** START OF Records shown **
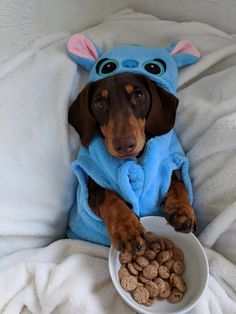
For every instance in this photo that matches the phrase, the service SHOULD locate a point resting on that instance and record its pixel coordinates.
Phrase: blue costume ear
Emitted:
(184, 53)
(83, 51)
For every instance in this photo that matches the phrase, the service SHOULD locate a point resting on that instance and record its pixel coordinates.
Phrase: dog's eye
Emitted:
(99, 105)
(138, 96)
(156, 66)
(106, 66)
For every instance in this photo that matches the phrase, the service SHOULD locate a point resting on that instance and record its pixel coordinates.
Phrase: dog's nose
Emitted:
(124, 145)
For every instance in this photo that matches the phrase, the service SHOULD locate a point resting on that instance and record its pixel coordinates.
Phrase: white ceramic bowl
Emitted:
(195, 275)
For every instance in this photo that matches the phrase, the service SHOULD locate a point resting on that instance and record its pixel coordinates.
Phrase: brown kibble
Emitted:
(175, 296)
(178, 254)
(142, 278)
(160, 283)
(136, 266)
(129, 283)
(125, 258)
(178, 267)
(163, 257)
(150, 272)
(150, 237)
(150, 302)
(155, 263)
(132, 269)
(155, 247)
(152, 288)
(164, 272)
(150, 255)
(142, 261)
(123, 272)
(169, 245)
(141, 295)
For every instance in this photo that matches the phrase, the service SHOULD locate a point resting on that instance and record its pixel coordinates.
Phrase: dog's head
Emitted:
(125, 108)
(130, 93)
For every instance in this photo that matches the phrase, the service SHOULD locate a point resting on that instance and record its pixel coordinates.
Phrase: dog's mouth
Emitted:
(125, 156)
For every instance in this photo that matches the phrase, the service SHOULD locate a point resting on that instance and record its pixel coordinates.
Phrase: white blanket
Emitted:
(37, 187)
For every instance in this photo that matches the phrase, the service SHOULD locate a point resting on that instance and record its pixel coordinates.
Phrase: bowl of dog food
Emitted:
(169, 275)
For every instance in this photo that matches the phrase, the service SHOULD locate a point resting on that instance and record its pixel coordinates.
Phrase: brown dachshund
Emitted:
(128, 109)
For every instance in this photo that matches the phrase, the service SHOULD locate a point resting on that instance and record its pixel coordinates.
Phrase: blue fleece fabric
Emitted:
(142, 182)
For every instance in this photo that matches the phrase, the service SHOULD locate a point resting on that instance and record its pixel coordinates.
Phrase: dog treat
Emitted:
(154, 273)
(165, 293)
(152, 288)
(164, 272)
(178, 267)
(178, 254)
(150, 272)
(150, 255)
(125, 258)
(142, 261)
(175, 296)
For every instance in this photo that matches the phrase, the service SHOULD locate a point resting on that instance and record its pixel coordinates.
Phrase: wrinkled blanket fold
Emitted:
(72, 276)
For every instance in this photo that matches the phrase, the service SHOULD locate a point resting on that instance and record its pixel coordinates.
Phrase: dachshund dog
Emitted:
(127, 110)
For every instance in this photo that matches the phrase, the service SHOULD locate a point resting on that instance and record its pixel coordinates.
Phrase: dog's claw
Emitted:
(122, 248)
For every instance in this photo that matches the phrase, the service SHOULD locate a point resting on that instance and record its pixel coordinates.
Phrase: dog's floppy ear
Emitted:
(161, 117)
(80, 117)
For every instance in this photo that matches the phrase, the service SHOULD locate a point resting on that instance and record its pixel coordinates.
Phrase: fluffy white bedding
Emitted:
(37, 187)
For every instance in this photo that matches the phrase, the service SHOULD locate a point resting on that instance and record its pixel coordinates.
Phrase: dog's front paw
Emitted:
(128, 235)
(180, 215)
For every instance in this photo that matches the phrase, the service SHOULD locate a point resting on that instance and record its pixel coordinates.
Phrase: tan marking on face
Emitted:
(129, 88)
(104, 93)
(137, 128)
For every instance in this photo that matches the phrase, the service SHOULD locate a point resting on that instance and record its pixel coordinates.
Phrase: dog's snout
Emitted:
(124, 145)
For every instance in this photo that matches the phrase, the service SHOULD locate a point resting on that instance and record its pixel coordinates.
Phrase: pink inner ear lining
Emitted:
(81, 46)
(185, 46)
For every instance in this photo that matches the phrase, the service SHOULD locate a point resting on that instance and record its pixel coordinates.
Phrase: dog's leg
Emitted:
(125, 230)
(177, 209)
** END OF Records shown **
* _What is asked_
Pictures are not part of the copy; output everything else in the records exactly.

* _Solved problem_
For every instance in this photo that matches the phrase, the service SHOULD locate a point resting on that instance and record its pixel coordinates.
Phrase: blue costume ear
Emitted:
(184, 53)
(83, 51)
For every instance in this photo that matches the phrase, the service SHOULD locate a point resting on that instance and record its pixel coordinates.
Phrase: dog's eye
Emitted:
(99, 105)
(138, 96)
(156, 66)
(106, 66)
For every instance in this photo that matches the phrase, the service SHOULD locate a point resting on that instance and record its pixel coordinates.
Phrase: dog's nose
Emitted:
(124, 145)
For every instance in this photo that matches the phrase, the service SHOULD locate a point resting on that instance and record its pixel coordinates.
Phrase: white ceramic bowl
Emitted:
(195, 275)
For every instance in this photo that matches the phrase, the service SHOULD locate a point resting on that instance and record its pixel coordinates.
Phrase: brown kibble
Emitted:
(175, 296)
(178, 254)
(142, 278)
(160, 283)
(136, 266)
(129, 283)
(125, 258)
(178, 267)
(163, 257)
(150, 272)
(150, 237)
(150, 302)
(155, 263)
(132, 269)
(155, 247)
(152, 288)
(164, 272)
(150, 255)
(142, 261)
(123, 272)
(169, 245)
(141, 295)
For every instance in this photo that matches the phrase, the service SHOULD locate a point resting on that instance and record its pixel coordinates.
Phrase: dog's head
Emitted:
(125, 108)
(130, 93)
For every instance in this photo that matches the phrase, the service SHOULD locate a point resting on that instance and record its pixel coordinates.
Phrase: dog's mouth
Emitted:
(125, 156)
For every instance in this photo that matches the phrase, the service SHOULD locate a point resting on that instance and record its pixel coordinates.
Phrase: white blanket
Emitted:
(37, 187)
For every instance in this photo that matches the phrase, the service SHOULD locate a point resting on that instance and record its pixel coordinates.
Phrase: bowl of dog food
Emitted:
(169, 275)
For every instance in this photo that matches the phrase, the service SHOULD locate a point resting on that instance and record its pixel coordinates.
Phrase: brown dachshund
Emitted:
(128, 109)
For every instance in this photo that matches the phrase, the service SHOULD locate a point resting on that instance and record its pixel coordinates.
Phrase: blue fleece fabric
Emitted:
(142, 182)
For every instance in this photo that matches the phrase, the service SHOULD locate a point resting on that instance and record its pixel coordinates.
Phrase: dog treat
Emitted:
(154, 273)
(165, 293)
(152, 288)
(164, 272)
(178, 267)
(178, 254)
(150, 272)
(150, 255)
(125, 258)
(142, 261)
(175, 296)
For every instance in this photo that matches the phrase, the service SHOULD locate a point resting on that instance and record its pixel coordinates.
Phrase: wrinkled blanket fold
Emitted:
(72, 276)
For every instance in this photo that matches the phrase, the service SHOULD locate a point resting on that instance and record its pixel coordinates.
Phrase: dachshund dog
Emitted:
(127, 110)
For every instance in this photo that matches the phrase, the service SHOULD locate a point resting on that instance and record its pixel coordinates.
Phrase: dog's claw
Emitted:
(122, 248)
For every instance in this photo that matches the phrase, the service SHOULD locate a point resting on that instance and record its pixel coordinates.
Phrase: dog's floppy ear
Emitted:
(161, 117)
(80, 117)
For every instance in this photo that matches the phrase, the service SHOULD locate a point resting on that instance and record its pixel coordinates.
Phrase: fluffy white bedding
Emitted:
(37, 187)
For every instance in this photo that matches the phrase, the service SHOULD locate a point resting on that instance and record its pixel coordinates.
Phrase: dog's front paw
Emitted:
(128, 235)
(180, 215)
For every instance in this photo that matches the phrase, the service SHOULD locate a point resting on that instance and record its pixel coordinates.
Phrase: tan marking on face
Emitted:
(129, 88)
(104, 93)
(137, 128)
For every instance in this photo that matches the phrase, the service SHOULD locate a point resting on that instance and record its pixel coordinates.
Phrase: dog's snout
Emitted:
(124, 145)
For every instance in this photo that matches the phrase, the service SHOULD locate a point resting on that instance and record its pixel coordinates.
Phrase: pink inner ear lining
Emitted:
(81, 46)
(185, 46)
For every instance in this photo that matches the phrase, the service SHOULD locate a point resting on that instance and record its pixel coordinates.
Phrase: dog's leg
Emitted:
(125, 230)
(177, 209)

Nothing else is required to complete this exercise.